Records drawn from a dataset
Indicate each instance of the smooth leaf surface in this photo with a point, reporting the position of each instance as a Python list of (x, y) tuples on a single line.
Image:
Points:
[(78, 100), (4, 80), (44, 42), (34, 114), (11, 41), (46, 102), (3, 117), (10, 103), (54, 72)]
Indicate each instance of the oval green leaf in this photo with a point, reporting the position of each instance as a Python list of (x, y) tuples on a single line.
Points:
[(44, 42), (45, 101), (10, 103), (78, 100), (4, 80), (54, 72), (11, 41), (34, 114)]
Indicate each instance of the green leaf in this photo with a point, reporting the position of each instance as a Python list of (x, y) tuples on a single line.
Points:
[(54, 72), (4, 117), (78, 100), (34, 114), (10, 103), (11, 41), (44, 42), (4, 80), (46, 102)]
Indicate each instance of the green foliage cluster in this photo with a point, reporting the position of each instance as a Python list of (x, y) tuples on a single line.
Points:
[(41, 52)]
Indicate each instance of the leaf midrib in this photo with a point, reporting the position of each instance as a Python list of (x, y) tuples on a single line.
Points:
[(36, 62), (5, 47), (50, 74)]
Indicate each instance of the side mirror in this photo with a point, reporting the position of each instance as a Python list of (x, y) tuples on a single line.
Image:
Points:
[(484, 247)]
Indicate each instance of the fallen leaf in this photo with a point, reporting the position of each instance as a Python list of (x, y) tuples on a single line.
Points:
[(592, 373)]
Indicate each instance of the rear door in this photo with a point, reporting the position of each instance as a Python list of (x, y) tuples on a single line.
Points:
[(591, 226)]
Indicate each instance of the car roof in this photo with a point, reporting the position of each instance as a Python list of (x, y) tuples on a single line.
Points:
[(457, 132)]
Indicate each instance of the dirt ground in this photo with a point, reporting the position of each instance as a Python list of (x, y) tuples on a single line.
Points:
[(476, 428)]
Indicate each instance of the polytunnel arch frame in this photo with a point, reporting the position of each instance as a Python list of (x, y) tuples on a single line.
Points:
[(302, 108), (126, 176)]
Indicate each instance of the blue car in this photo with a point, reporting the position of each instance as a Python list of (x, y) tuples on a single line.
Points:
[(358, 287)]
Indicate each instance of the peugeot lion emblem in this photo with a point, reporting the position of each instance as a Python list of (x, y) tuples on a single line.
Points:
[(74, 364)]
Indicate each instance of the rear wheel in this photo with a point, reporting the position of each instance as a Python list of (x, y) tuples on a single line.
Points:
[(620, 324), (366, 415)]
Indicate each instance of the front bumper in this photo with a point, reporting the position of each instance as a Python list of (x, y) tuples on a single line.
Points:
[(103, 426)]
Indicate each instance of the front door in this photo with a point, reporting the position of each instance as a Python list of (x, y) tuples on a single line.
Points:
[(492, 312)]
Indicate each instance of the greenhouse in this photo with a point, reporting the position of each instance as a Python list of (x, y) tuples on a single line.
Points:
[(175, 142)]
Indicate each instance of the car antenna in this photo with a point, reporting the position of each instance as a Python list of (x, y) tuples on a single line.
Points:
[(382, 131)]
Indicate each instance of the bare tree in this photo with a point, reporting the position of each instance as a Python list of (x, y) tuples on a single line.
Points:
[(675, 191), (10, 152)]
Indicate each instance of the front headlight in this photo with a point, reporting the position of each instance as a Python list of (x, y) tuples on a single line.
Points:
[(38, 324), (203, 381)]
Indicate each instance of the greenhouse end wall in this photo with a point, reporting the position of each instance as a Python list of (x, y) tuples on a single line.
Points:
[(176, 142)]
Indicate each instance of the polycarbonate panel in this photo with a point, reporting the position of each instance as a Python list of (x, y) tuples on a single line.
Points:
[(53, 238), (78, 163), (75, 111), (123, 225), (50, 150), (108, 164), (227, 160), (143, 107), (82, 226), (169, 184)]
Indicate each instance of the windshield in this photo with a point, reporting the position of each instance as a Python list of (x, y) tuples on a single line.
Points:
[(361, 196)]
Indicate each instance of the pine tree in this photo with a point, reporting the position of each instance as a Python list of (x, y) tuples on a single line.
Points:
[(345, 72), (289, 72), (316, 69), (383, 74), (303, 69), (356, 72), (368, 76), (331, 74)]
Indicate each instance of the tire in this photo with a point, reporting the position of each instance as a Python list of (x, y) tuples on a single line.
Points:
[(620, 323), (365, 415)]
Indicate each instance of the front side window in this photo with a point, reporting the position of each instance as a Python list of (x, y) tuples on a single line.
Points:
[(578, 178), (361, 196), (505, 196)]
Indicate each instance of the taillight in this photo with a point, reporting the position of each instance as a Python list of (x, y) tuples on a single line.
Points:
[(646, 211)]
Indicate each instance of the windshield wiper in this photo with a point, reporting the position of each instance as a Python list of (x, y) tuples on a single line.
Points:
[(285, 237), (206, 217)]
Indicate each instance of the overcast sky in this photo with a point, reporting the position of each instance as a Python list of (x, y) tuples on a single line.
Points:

▶ [Your goal] Render all of the data above as a JSON list of strings, with one string per line and any blank lines omitted.

▶ [Answer to this problem]
[
  "Indicate each instance of the smooth leaf surface in this photo with a point, reporting the position of each instance as a Python list of (x, y) tuples on a single line.",
  "Image:",
  "Points:",
  "[(78, 100), (4, 80), (44, 42), (34, 114), (11, 41), (46, 102), (3, 117), (10, 103), (54, 72)]",
  "Indicate each instance of the oval green leaf in this photo with a point, reporting the position of each instance as a Python list of (x, y) tuples on a single line.",
  "Points:",
  "[(44, 42), (45, 101), (10, 103), (78, 100), (4, 80), (54, 72), (11, 41), (34, 114)]",
  "Indicate each instance of the green leaf in this photo with a point, reporting the position of each instance as a Python list of (x, y) tuples on a single line.",
  "Points:",
  "[(54, 72), (4, 117), (78, 100), (34, 114), (10, 103), (11, 41), (44, 42), (4, 80), (46, 102)]",
  "Indicate each instance of the green foliage cluster in this photo with a point, reporting the position of each instance as a Python list of (x, y) tuples on a single line.",
  "Points:",
  "[(41, 52)]",
  "Indicate each instance of the leaf midrib in this photo with a point, reporting the position of each instance as a Python list of (x, y) tuples on a single line.",
  "Points:",
  "[(36, 62), (5, 47), (50, 74)]",
  "Indicate each instance of the side mirror in this photo with a point, reporting the position of each instance as a Python list of (x, y) tuples on a single line.",
  "Image:",
  "Points:",
  "[(484, 247)]",
  "Indicate each instance of the fallen leaf in this photo with a point, reporting the position of each instance as a Python list of (x, y) tuples on a single line.",
  "Points:",
  "[(592, 373)]",
  "Indicate each instance of the rear door in this photo with a point, reporting the position of each instance as a Python list of (x, y) tuples on a single line.",
  "Points:",
  "[(591, 226)]",
  "Indicate each instance of the car roof in this photo with a point, reporting the position of each instance as a Python list of (x, y) tuples on a single line.",
  "Points:",
  "[(457, 132)]",
  "Indicate each instance of the dirt ground in this photo with a point, reporting the position of each instance as a Python list of (x, y) tuples on a single line.",
  "Points:",
  "[(476, 428)]",
  "Indicate each instance of the polytunnel arch frame in this photo with a point, reporting the position of each instance as a Python list of (x, y) tuples on a single line.",
  "Points:",
  "[(302, 108), (126, 176)]",
  "Indicate each instance of the blue car in this photo with a point, reporting the position of each instance as a Python list of (x, y) tuples on a single line.",
  "Points:",
  "[(358, 287)]",
  "Indicate each instance of the peugeot lion emblem in this photo with a point, reporting the position of each instance as a Python list of (x, y) tuples on a single line.",
  "Points:",
  "[(74, 364)]",
  "Indicate each instance of the rear wheel in this photo with a point, reporting the position of each instance as a Python list of (x, y) tuples on a single line.",
  "Points:",
  "[(620, 324), (366, 415)]",
  "Indicate each instance of the front bumper in this photo with a point, reporting the position of each instance as a Python list of (x, y) tuples on a single line.",
  "Points:",
  "[(103, 426)]",
  "Indicate each instance of the front door in this photo with a point, reporting the position of each instance as a Python list of (x, y) tuples on a single line.",
  "Points:",
  "[(492, 312)]",
  "Indicate each instance of the greenhouse in this photo with a point, reporting the position of each instance as a Python list of (x, y) tuples on a single line.",
  "Points:",
  "[(175, 142)]",
  "Indicate each instance of the car antenna in this photo with a point, reporting the position of each instance as a Python list of (x, y) tuples on a single line.",
  "Points:",
  "[(382, 131)]",
  "Indicate each instance of the bare tree in this photo with a point, reporting the position of each instance as a Python list of (x, y) tuples on a single line.",
  "Points:",
  "[(675, 191), (10, 152)]",
  "Indicate each instance of the front headlight in this photo with a point, reporting the position of each instance as a Python list of (x, y) tuples on a single line.",
  "Points:",
  "[(38, 324), (203, 381)]",
  "Indicate each instance of the greenhouse end wall in this photo with a point, reporting the position of each instance as a Python list of (x, y) tuples on a single line.",
  "Points:",
  "[(176, 142)]",
  "Indicate each instance of the polycarbonate panel in this photo with a point, reporting the position of each instance as a Python list of (x, y) tuples on a single line.",
  "Points:",
  "[(53, 238), (78, 163), (75, 111), (123, 225), (50, 150), (108, 164), (227, 160), (143, 107), (82, 226), (169, 184)]",
  "Indicate each instance of the windshield in this photo with a point, reporting the position of each instance as a Python list of (x, y) tuples on a single line.",
  "Points:",
  "[(361, 196)]",
  "Indicate each instance of the pine tree in this photo with a point, reporting the position of each instance as a Python list of (x, y) tuples on a single line.",
  "Points:",
  "[(345, 72), (289, 72), (316, 69), (383, 74), (303, 69), (356, 72), (368, 76), (331, 74)]",
  "Indicate each instance of the tire in this photo with a point, reporting the position of each instance as a Python list of (x, y) tuples on a single line.",
  "Points:",
  "[(620, 323), (365, 415)]",
  "Indicate each instance of the front side window in this photo with a point, reporting the position of each instance as a Python list of (x, y) tuples on a single line.",
  "Points:",
  "[(578, 178), (361, 196), (505, 196)]",
  "Indicate each instance of the taillight in this photo with a point, reporting the position of each instance as a Python list of (x, y) tuples on a single line.",
  "Points:",
  "[(646, 211)]",
  "Indicate each instance of the windshield wiper in this photo with a point, reporting the position of each instance as a Python list of (x, y) tuples on a single line.",
  "Points:",
  "[(285, 237), (206, 217)]",
  "Indicate each instance of the overcast sky in this photo with a point, reporting the position of each instance as a Python list of (x, y) tuples on a single line.",
  "Points:"
]